Text block |
^^^^^^^^^^^^^^^^
Opening Day

One of the problems I had when I started teaching was that I didn’t know how to start teaching. What do you do on the first day?

I had plans, of course. I would have my students interview each other, using forms I made up with questions like, ‘What’s your favorite book?’ We would all know each other better as a result, I thought. I was right -- but not in the way I had expected.

My juniors and seniors in American Literature dutifully interviewed each other and dutifully reported what they had learned. That established the pattern for that class. They did what they were told, but without passion. Maybe the 7:30 start had something to do with it.

In my second class, a young man named James strolled in, looked around, grinned, and said, ‘I see we’re all here!’ James knew what I did not -- that English on the Job might just as well have been called English for Students Who Hate English. It was like one of those German POW camps where they put all the escapers.

Clearly the interview exercise was unnecessary, so I junked it. I explained to them that we were going to would approach English on the Job as if it were a job rather than a class.

‘Excuse me, Mr. Clark?’ James asked. ‘Does that mean we’re going to get paid? And if we screw up, do we get fired?’

Everyone laughed. He had me and they knew it. If they weren’t paid and couldn’t be fired, it wasn’t a job. It was embarrassing, but I liked these misfits. They were full of life.

The last class of the day was freshman English. They did the interviews with minimal effort and a lot of whining and juvenile posturing. Half the class reported having no favorite book. It was depressing.

I went to see Gib West, the assistant principal, for some advice about the freshmen. ‘Take them outside tomorrow,’ he suggested. ‘Tell them honestly how you felt about today.’

It sounded good. So the next day I took the class into the fields and woods behind ConVal and tried to get a discussion of classroom behavior going. I was drowned out by the gripers. Clearly this wasn’t working, either. So I told the students to walk back to the school without talking.
^^^^^^^^^^^^^^^^
Supplied entries |

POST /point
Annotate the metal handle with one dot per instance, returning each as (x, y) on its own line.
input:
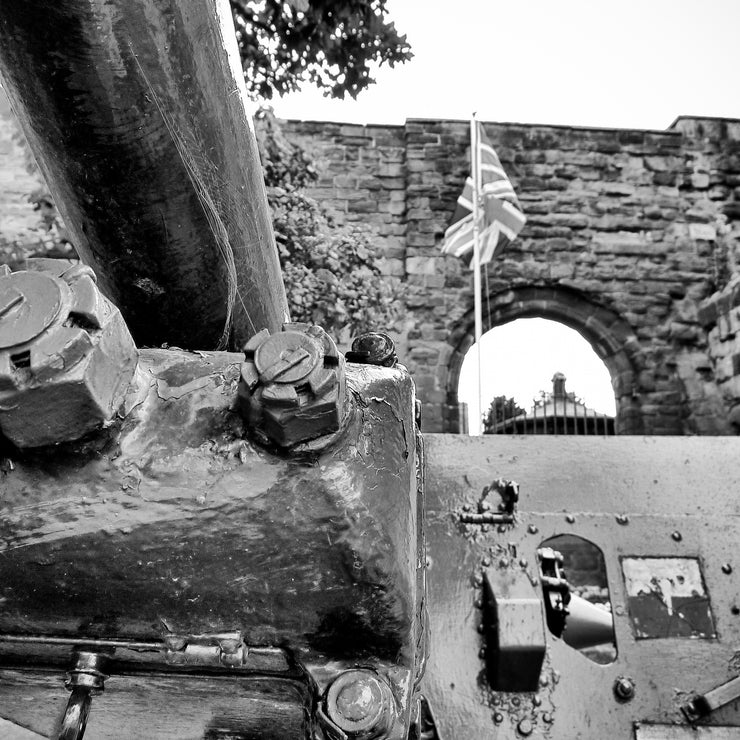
(75, 715)
(85, 678)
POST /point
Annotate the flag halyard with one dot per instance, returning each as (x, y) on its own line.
(501, 214)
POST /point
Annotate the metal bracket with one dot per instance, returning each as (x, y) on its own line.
(704, 704)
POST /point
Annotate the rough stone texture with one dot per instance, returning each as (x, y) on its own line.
(630, 235)
(19, 223)
(633, 239)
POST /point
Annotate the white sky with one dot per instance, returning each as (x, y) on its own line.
(623, 63)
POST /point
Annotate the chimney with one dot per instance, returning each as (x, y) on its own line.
(558, 385)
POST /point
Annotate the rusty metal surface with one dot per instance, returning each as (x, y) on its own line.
(634, 497)
(135, 113)
(164, 707)
(171, 522)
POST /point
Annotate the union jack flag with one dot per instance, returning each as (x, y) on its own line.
(500, 212)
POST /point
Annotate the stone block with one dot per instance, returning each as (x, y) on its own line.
(423, 265)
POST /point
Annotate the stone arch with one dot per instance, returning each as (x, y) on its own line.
(611, 337)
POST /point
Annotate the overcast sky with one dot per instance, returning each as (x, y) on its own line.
(628, 64)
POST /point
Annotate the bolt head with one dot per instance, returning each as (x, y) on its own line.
(373, 348)
(292, 387)
(359, 702)
(66, 372)
(624, 689)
^^^^^^^^^^^^^^^^
Pick up the "Opening Day" account of a teacher's first days in the classroom, found above the listing, and keep writing from its final sentence.

Solved exercise |
Listen to the sounds of nature, I instructed, and we’ll all write essays about what we heard.

Here’s what I heard, marching at the end of the line: ‘Why do we have to do this?’ ‘I’m hot.’ ‘When does this class end?’

Then from the head of the column came a series of startled yelps, followed by screaming. I ran up and found a swarm of ground hornets clinging to the students’ jeans and shirts, buzzing furiously. So much for the sounds of nature.

In all, five students had to be treated for stings. When the bell mercifully sounded, I went back to the English office, where the other teachers laughed and said I was already a legend. Then they told their own first-year horror stories to make me feel better. And I did, a little.

This week, we’ll find different ways to get to know each other. I’ll ask my Modern Literature students to put together a 1,000-piece puzzle without looking at the picture on the box, an exercise in problem-solving.

The freshmen will play ball toss, and when somebody drops the ball, we’ll learn how to talk about what happened and why without laying blame. In Creative Writing, I’ll ask everyone to bring in an example of good writing and explain what’s good about it.

But we’ll stay out of the woods.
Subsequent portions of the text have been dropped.